EXTRACT:
####

CHICAGO (AP) _ More exercise, less eating and no smoking or drinking.

While all are considered hallmarks of good health, a new study suggests that none do much to trim the death rate of America’s poor.

The poor have a death rate as much as three times higher than that of others. According to a study published in today’s Journal of the American Medical Association, smoking, drinking alcohol, overeating and lack of exercise cause no more than 13 percent of the gap.

``For a long time, we’ve been focusing on trying to reduce risky health behaviors, such as smoking, drinking and being physically inactive,″ said Paula Lantz, the study’s author and a professor of public health at the University of Michigan. ``That’s an important goal, but it won’t fully close the gap between poor people and other people.″

More important causes, experts say, may include lack of medical care, the stress of being poor, dangerous jobs and polluted homes and neighborhoods.

Beginning in 1986, the 7 1/2-year survey looked at 3,617 Americans and their living habits. It took into account all kinds of deaths, from cancer to gun battles with the police. The biggest killers were heart disease and cancer.

Dr. Redford Williams, chief of behavioral medicine at Duke University, said in an accompanying editorial that the research is convincing.

``These findings indicate the need to broaden the search″ for the real causes behind the higher death rate, he said. He pointed, for example, to ``the harsh and adverse environment in which poorer people live.″

Bruce Link, an associate professor of public health at Columbia University, agreed: ``People with more resources, more knowledge, more money, better access to health care, tend to capitalize on that.″

The study said government reports and newspaper opinion-page pieces assume smoking, drinking, overeating and lack of exercise are to blame for high death rates among the poor. The survey did find that poor Americans tend to smoke and overeat more and be less active, though they were not the heaviest drinkers.

It found that those with an annual income below $10,000 had a death rate 3.22 times that of people making $30,000 or more. After researchers subtracted the effects of smoking, drinking, overeating and lack of exercise, the death rate among the poor was still 2.77 times higher.

Americans making between $10,000 and $29,000 had a death rate 2.34 times that of those in the $30,000-plus group. After researchers subtracted the harmful habits, that group’s death rate still was 2.14 times that of those in the higher bracket.

According to the study, 59.9 percent of those in the low-income group didn’t drink at all, compared with 46 percent in the $10,000-to-$29,999 group and 31.3 percent of those earning $30,000 or more.

The study was funded by the National Institute on Aging and the Robert Wood Johnson Foundation of Princeton, N.J.

####

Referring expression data
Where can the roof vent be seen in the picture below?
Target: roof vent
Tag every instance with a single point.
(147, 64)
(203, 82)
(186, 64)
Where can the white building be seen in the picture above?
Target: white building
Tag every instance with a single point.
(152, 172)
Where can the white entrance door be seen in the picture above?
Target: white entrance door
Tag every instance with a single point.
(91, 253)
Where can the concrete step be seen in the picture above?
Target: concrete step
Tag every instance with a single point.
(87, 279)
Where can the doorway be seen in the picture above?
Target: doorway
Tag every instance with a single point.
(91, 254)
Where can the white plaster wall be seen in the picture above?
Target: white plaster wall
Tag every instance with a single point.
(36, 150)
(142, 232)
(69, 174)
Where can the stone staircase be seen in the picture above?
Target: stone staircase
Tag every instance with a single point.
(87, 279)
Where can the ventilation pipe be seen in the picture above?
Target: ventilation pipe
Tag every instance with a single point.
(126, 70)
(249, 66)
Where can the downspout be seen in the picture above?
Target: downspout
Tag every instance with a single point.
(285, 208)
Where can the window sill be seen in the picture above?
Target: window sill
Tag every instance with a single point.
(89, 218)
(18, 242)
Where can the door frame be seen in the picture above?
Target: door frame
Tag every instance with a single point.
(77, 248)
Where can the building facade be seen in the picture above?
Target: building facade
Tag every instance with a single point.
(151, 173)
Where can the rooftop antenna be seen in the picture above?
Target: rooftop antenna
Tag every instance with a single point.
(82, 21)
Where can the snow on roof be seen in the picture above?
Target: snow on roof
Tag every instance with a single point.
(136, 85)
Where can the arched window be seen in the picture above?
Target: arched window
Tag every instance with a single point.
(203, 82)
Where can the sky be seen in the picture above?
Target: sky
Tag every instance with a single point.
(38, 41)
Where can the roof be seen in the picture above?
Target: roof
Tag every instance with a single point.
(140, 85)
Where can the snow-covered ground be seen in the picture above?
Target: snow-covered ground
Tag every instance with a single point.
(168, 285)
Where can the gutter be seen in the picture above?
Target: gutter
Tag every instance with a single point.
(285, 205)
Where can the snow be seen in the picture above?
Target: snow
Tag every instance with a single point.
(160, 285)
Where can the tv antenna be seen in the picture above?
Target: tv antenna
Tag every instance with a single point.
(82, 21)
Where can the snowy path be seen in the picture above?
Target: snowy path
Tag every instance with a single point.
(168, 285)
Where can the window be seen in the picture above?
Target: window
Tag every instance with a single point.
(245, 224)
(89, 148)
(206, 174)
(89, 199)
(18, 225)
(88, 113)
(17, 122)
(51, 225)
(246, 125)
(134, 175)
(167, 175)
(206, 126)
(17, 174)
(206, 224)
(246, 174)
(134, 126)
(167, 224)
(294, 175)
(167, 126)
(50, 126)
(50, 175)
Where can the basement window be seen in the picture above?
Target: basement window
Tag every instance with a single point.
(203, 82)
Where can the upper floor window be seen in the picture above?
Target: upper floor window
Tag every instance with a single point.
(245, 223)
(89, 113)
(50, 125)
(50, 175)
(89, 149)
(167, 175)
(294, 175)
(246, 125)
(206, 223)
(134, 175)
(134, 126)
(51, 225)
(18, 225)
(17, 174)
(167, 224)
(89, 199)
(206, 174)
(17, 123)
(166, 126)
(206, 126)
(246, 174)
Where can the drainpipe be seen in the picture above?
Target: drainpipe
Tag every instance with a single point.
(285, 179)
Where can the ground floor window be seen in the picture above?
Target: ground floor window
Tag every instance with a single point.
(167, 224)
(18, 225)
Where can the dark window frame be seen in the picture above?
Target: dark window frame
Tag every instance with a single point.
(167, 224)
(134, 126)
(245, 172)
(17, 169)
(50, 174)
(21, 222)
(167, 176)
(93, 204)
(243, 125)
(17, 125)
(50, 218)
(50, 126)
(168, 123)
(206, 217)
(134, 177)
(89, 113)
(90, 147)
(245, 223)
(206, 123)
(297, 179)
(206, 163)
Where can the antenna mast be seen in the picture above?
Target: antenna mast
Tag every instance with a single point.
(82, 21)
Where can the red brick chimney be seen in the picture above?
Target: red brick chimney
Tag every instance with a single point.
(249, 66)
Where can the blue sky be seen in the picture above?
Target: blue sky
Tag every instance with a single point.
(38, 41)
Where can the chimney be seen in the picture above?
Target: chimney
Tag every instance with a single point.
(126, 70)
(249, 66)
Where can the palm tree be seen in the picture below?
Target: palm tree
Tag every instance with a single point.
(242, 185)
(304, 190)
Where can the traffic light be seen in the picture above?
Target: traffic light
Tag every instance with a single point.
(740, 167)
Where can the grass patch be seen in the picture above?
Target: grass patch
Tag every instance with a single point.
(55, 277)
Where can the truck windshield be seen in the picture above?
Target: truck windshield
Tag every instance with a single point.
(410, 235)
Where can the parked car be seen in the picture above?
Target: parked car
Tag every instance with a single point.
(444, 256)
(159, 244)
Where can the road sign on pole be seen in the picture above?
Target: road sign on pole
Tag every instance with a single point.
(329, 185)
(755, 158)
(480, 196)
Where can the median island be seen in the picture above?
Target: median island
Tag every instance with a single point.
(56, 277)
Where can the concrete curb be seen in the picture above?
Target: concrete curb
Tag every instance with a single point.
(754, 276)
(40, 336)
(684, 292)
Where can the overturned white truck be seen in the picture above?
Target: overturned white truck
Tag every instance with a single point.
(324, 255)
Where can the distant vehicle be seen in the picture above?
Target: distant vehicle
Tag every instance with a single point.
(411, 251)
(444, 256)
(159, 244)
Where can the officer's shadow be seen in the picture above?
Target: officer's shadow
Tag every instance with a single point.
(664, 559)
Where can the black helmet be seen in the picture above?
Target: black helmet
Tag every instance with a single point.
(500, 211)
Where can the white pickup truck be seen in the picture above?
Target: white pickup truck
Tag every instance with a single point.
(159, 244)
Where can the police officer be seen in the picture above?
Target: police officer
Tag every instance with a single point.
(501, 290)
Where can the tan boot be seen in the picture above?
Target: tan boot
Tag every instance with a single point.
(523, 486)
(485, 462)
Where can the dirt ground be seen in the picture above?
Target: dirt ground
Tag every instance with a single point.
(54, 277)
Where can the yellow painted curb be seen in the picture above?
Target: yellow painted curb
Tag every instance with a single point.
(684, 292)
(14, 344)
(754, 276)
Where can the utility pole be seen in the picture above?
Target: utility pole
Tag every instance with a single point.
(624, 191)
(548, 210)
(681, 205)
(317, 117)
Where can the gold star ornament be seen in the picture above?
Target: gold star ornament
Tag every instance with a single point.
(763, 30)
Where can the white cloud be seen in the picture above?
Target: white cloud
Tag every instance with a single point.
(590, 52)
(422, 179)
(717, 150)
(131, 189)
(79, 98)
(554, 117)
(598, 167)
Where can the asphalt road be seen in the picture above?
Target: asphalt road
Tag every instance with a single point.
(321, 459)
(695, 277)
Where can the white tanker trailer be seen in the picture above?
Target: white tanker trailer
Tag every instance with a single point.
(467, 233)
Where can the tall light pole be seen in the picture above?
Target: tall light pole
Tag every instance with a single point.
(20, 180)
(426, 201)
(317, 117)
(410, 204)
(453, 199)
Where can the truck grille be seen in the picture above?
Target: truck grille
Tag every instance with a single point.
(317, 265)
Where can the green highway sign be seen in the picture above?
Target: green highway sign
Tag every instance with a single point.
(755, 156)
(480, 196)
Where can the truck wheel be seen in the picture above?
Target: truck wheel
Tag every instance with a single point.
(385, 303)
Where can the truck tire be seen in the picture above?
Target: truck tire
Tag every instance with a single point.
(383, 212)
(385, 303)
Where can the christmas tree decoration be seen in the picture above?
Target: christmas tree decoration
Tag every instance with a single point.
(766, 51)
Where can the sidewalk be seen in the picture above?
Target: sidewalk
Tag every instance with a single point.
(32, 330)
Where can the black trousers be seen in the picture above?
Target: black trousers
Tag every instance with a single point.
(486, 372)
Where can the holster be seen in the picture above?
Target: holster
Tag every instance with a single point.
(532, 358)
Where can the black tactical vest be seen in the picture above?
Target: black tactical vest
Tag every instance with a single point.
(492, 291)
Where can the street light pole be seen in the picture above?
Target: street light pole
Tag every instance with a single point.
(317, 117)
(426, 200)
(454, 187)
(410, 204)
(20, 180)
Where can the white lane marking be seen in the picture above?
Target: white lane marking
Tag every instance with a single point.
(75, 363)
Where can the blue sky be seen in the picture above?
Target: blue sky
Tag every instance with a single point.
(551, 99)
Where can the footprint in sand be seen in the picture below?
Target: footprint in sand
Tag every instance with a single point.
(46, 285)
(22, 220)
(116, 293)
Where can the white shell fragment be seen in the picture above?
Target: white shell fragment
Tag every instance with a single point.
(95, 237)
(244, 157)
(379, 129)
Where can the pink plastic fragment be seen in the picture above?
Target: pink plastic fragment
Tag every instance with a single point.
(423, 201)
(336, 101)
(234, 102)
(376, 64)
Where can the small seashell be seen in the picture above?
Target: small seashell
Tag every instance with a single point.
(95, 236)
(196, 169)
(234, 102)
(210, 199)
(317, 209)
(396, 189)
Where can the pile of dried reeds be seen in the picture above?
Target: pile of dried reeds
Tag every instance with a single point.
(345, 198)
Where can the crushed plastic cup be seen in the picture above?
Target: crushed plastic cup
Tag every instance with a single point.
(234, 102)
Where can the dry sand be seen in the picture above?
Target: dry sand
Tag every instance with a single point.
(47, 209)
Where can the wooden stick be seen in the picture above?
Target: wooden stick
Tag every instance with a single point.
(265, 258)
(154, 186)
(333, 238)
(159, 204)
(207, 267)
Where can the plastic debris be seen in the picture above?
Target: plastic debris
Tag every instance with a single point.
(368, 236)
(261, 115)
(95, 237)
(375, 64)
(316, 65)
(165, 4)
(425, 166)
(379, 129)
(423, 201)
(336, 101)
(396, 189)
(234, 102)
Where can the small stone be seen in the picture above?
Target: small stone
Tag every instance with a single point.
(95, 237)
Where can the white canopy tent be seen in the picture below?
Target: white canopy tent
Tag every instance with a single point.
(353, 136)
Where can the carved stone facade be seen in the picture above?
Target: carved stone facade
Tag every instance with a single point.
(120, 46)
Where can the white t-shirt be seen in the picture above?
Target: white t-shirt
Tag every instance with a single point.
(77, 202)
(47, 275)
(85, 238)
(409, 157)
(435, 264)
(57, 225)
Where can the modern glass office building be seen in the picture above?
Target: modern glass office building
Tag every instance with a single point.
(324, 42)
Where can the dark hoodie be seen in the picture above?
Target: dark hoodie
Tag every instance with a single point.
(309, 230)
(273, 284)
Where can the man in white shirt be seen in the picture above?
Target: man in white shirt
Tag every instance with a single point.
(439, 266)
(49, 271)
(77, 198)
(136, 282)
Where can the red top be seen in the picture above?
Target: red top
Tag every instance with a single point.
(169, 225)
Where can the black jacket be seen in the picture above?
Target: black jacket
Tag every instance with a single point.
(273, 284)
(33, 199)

####

QUESTIONS:
1. According to the article on death rates among the poor, how many Americans did the survey that began in 1986 look at?
2. Quote the stretch of the article on death rates among the poor from "Beginning in 1986, the" through "disease and cancer.".

TASK-BY-TASK OUTPUTS:
1. 3,617 Americans.

2.
Beginning in 1986, the 7 1/2-year survey looked at 3,617 Americans and their living habits. It took into account all kinds of deaths, from cancer to gun battles with the police. The biggest killers were heart disease and cancer.